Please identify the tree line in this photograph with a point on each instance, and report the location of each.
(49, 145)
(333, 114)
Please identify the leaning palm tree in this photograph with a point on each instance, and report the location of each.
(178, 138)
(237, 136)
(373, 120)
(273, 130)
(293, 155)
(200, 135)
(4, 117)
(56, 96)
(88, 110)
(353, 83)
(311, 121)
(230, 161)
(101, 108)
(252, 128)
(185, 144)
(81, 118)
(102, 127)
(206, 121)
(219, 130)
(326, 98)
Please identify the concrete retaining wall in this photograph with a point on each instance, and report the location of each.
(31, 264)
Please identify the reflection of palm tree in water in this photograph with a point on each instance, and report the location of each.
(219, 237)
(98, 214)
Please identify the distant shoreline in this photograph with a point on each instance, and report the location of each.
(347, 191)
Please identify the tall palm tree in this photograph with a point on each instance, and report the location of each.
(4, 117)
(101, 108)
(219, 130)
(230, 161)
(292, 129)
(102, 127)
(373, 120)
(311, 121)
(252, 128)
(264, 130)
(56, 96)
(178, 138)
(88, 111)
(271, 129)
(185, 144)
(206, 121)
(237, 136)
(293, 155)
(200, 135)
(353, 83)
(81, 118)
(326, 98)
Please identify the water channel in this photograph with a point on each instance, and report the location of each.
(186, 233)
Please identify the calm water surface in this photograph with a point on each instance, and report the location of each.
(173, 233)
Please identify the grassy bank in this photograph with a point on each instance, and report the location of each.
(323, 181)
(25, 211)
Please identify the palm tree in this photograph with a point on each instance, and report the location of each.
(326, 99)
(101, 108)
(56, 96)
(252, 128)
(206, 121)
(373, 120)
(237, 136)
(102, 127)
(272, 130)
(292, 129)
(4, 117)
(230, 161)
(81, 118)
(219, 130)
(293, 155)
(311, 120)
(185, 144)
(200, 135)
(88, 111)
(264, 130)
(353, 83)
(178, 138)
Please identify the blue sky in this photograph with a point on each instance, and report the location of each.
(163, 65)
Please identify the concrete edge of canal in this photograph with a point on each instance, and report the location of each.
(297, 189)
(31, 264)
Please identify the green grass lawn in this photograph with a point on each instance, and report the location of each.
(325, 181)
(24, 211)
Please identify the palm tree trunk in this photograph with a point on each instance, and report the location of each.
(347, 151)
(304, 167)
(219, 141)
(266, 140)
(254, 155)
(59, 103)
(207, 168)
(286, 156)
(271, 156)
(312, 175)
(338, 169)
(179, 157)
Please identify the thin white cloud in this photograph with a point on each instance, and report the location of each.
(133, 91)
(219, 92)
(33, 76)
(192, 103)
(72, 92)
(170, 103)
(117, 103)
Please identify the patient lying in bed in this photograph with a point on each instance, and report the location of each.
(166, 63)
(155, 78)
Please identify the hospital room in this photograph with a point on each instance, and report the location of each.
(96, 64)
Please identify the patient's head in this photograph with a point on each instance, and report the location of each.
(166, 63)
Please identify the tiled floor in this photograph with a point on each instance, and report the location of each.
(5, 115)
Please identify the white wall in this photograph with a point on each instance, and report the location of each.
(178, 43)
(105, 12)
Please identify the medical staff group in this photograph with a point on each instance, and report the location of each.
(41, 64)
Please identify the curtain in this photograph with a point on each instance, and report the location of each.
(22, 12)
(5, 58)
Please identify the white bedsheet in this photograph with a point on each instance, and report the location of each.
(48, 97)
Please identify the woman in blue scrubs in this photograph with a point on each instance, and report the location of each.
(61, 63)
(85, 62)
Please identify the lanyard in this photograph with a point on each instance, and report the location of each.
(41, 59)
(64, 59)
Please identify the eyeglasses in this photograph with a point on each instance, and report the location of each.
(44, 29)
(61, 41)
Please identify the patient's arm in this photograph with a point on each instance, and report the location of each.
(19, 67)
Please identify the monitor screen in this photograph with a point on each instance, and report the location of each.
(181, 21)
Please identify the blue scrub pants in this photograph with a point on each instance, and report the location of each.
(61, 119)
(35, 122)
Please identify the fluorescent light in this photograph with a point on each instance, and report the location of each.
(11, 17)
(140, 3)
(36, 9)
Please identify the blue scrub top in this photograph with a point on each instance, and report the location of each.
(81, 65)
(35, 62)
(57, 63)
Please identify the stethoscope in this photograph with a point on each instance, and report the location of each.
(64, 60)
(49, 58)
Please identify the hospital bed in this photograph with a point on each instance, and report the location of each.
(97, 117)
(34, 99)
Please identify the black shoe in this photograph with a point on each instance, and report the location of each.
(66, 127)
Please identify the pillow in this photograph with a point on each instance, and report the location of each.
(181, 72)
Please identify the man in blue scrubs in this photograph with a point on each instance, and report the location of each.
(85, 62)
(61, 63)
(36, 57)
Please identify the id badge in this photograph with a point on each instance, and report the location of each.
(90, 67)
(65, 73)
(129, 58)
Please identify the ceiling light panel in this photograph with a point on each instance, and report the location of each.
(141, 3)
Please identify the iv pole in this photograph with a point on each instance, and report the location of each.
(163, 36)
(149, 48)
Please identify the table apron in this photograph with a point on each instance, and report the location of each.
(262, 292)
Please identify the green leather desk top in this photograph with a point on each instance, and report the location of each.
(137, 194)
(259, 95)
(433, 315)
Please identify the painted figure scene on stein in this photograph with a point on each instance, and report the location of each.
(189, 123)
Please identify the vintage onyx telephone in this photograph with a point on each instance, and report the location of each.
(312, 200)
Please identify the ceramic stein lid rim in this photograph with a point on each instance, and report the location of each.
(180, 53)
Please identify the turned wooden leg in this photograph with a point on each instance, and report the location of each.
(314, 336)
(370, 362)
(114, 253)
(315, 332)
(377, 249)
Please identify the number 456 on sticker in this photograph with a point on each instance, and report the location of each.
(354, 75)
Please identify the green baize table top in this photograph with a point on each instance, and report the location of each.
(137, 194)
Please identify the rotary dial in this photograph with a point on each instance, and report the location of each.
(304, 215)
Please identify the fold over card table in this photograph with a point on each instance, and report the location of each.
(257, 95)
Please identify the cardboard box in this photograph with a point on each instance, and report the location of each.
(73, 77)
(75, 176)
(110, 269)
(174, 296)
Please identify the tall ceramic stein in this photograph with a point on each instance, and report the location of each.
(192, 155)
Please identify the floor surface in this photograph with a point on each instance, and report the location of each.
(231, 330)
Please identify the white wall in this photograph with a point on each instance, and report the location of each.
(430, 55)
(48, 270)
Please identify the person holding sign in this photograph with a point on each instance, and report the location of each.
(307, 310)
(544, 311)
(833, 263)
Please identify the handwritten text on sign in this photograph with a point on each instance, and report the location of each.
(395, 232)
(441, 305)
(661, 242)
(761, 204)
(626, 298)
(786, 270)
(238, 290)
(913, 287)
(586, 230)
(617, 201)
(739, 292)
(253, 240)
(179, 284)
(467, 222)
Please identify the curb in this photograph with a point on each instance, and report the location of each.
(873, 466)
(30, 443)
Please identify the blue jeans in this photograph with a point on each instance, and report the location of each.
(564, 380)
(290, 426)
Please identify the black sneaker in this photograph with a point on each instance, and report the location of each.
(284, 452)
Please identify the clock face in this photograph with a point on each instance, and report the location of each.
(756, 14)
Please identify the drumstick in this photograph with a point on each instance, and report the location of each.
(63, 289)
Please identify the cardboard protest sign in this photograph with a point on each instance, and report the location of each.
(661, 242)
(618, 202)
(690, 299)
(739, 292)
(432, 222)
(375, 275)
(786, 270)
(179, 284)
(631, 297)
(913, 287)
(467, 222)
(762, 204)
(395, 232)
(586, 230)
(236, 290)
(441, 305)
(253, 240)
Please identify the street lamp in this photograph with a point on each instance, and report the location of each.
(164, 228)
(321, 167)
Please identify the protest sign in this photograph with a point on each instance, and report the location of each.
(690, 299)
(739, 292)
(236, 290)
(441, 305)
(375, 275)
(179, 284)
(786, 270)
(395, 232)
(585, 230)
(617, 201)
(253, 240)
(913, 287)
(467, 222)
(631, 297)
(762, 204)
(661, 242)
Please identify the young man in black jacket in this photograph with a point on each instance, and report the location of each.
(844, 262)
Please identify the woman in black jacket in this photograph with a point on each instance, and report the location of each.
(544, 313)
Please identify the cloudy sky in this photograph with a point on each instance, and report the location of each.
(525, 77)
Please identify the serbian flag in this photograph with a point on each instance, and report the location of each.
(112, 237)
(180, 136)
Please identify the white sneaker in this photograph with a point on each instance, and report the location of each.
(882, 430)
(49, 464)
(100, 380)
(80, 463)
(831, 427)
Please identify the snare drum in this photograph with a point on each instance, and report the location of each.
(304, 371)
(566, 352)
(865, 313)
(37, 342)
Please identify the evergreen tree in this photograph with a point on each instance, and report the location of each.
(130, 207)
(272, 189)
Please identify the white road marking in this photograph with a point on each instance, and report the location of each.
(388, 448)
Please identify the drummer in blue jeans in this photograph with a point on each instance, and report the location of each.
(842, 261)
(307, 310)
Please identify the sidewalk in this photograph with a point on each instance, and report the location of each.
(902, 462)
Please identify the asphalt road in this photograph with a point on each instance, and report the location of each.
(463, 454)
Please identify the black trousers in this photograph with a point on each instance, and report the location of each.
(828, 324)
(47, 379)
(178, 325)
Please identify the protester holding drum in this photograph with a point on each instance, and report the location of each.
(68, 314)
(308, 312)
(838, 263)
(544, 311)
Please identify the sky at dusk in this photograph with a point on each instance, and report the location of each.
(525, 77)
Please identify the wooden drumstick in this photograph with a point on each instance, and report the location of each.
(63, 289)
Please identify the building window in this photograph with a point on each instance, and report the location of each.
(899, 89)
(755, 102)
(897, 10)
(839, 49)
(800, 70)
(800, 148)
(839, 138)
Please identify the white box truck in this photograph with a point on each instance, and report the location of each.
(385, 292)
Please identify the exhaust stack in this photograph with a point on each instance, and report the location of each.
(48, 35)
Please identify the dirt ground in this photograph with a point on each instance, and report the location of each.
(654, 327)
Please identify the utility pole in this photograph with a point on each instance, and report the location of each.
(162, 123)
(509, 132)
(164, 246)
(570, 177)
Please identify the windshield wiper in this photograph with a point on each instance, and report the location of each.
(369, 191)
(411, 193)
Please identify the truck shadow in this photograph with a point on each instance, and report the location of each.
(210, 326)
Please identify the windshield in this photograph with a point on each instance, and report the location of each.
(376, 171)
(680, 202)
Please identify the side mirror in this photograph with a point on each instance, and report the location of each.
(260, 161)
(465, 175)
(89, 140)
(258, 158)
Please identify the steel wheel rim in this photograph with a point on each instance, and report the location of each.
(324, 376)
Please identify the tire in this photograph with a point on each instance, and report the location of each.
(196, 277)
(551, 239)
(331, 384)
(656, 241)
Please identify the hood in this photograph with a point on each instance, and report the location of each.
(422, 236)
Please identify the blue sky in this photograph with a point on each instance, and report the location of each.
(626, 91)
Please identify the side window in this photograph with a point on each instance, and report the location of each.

:: Work to be completed ::
Reproduce nothing but the lines from the line containing "Please identify the windshield in" to the last line of the data, each exactly as written.

:: Correct response ::
Please identify the windshield in this photograph with a point on each instance, and report the location of each.
(376, 171)
(680, 202)
Please identify the side mirror in this photograph with a point on each instance, and report the location of each.
(260, 161)
(465, 175)
(89, 140)
(258, 158)
Please identify the steel wheel rim in this photograph with a point on each instance, and report the location of each.
(324, 376)
Please identify the tire in this photograph with a point on each instance, and report the location of each.
(196, 277)
(551, 239)
(331, 384)
(656, 241)
Please identify the hood in this photograph with a point on each instance, and report the location of each.
(422, 236)
Please identify the blue sky in this photograph with a point on each instance, and report the location of each.
(626, 91)
Please identify the side window in this photograph with a point on each instance, and report the location of each.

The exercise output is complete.